#### Dataset content ####
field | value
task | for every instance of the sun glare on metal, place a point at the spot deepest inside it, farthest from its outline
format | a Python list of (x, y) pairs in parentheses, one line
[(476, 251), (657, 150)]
####
#### Dataset content ####
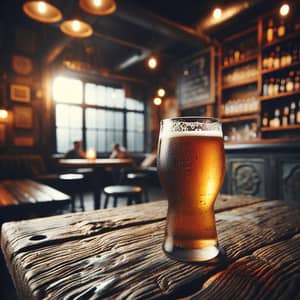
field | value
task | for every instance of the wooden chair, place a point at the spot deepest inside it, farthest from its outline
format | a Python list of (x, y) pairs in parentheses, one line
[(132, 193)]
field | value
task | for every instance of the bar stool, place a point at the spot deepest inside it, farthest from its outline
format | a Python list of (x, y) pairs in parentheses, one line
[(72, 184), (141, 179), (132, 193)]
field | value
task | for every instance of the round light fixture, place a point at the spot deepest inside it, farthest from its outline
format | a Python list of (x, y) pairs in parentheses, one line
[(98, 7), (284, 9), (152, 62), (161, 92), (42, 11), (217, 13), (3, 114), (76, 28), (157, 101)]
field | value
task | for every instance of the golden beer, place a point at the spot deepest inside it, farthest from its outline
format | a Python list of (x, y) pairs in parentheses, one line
####
#### Dataset content ####
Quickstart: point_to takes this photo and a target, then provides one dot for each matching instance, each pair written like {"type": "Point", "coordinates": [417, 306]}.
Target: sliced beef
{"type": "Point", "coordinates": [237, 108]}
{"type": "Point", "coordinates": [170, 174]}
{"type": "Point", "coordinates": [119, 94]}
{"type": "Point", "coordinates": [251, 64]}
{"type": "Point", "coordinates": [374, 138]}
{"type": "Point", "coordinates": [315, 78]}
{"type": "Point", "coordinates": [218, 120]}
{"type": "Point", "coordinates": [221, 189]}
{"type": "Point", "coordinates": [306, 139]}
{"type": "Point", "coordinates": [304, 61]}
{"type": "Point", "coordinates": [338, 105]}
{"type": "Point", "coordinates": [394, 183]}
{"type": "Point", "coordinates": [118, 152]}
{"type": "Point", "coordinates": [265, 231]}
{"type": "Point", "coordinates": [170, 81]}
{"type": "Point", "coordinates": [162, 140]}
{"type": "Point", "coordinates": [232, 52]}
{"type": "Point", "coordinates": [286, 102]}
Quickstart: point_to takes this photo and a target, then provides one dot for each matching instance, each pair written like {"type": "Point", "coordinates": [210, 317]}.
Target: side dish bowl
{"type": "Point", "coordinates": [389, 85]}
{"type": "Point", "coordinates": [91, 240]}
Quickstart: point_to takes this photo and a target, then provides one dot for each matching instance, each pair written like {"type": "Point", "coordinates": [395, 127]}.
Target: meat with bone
####
● **Work item**: Copy each line of the data that contains the word "then", leaving the other lines out.

● **Task result**:
Quickstart: point_to takes this photo and a target, then provides one dot for each matching instance, each pair written like {"type": "Point", "coordinates": [417, 306]}.
Quickstart: point_to takes this photo and a target, then provides one dot for each matching instance, each pair written like {"type": "Point", "coordinates": [210, 317]}.
Quickstart: point_to takes this photo and a target, then provides one dot for each matching instance, each pair written like {"type": "Point", "coordinates": [395, 127]}.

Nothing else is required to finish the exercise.